DOCUMENT TEXT:
◆ ◆ ◆ ◆ ◆ ◆ ◆

Because of the carried out compensation for the eventual movement
of the user 110 and the image processing device 100, the display
unit 180 can display the rendered virtual object in registration
with the captured image feed, with a reduced risk of causing
nausea-inducing effects to the user 110 of the image processing
device 100, which can be used as an augmented reality device or a
virtual reality device.
[0052] In a preferred embodiment of the image processing device
100, the first estimating unit 140 is further configured for
estimating camera parameters of the camera unit 130 based on at
least the captured image of the scene at the first moment in time.
The camera parameters may be representative for at least one of a
focal length, aspect ratio, resolution and field of view of the
camera unit 130. Based on these camera parameters the rendering
unit 170 can provide a more accurately rendered virtual object.
[0053] In a further embodiment of the image processing device 100,
the rendering unit 170 is configured for rendering the virtual
object based on a 3D model, more in particular an offline 3D model
which is available to the rendering unit 170. The rendering unit
170 is configured for reducing the 3D model based on a difference
between the sensor data obtained at the first moment in time and
the sensor data obtained at the second moment in time. Based on the
difference in sensor data, it can for example be determined that a
user 110 with an AR HMD 100 has turned is head to such a degree,
that certain views or aspects of the 3D model are no longer
relevant for that particular situation. By accordingly reducing the
3D model, a rendering step can be performed more quickly and other
resources within the device can be optimized based on the reduced
3D model.

◆ ◆ ◆ ◆ ◆ ◆ ◆

GIVEN REQUEST A: From the patent excerpt on the image processing device, list the camera parameters that the camera parameters may represent.

◆ ◆ ◆ ◆ ◆ ◆ ◆

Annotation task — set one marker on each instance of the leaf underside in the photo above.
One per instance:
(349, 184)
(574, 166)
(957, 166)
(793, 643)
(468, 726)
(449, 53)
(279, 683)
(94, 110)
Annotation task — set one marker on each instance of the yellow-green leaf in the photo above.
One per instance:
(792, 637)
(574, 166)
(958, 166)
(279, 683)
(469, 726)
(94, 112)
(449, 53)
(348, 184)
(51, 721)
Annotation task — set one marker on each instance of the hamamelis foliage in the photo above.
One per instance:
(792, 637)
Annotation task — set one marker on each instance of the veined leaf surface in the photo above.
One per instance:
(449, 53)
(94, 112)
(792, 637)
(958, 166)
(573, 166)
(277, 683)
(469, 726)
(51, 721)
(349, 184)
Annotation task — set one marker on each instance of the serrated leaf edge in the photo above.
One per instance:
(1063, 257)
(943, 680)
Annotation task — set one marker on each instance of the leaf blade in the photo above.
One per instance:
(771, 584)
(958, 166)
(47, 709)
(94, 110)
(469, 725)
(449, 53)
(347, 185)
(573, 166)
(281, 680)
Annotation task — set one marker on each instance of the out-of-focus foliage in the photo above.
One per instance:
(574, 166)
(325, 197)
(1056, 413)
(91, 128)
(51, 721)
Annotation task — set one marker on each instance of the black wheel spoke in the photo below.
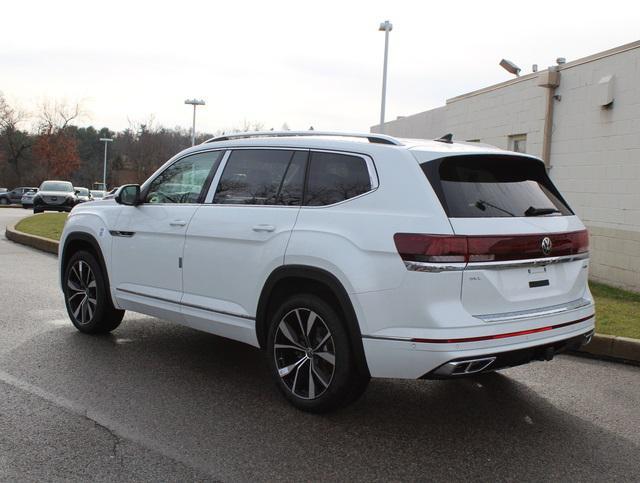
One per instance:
(82, 293)
(305, 370)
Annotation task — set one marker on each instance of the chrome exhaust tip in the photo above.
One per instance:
(461, 368)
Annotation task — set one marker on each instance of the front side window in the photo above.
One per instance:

◆ ◆ ◆ ◆ ◆ ◆ ◆

GIVEN REQUEST B: Update the rows from the line that contains "surface in the photo above." down through the end of the rows. Swap "marker" for "dot" and keep everything else the same. Leave the pictures out.

FULL RESPONSE A: focal length, aspect ratio, resolution, field of view

FULL RESPONSE B:
Annotation task — set one dot on each instance of the veined leaf surface in the photo above.
One per instance:
(449, 53)
(94, 112)
(792, 637)
(958, 166)
(573, 166)
(277, 683)
(469, 726)
(51, 721)
(349, 184)
Annotation task — set one dot on each instance of the serrated leaf edge in the photo above.
One per instance:
(1063, 257)
(943, 680)
Annotation task — set one dot on each instance of the leaf blade in the photo above.
One per instance:
(771, 584)
(958, 166)
(47, 709)
(94, 110)
(469, 725)
(449, 53)
(347, 185)
(573, 166)
(281, 680)
Annotation task — set one dot on each instance of the out-of-focus foliage in the photo above.
One per instance:
(574, 166)
(325, 197)
(1056, 413)
(91, 128)
(51, 721)
Annotation task — set one dot on each instance of the black wheel spoke in the photo below.
One per instance:
(82, 293)
(305, 370)
Annotation task — set one dot on each instance of the chrome exhaust tip in the photo above.
One per instance:
(461, 368)
Annotation task — set one dot on each instance of the front side window in the photo above.
One per instance:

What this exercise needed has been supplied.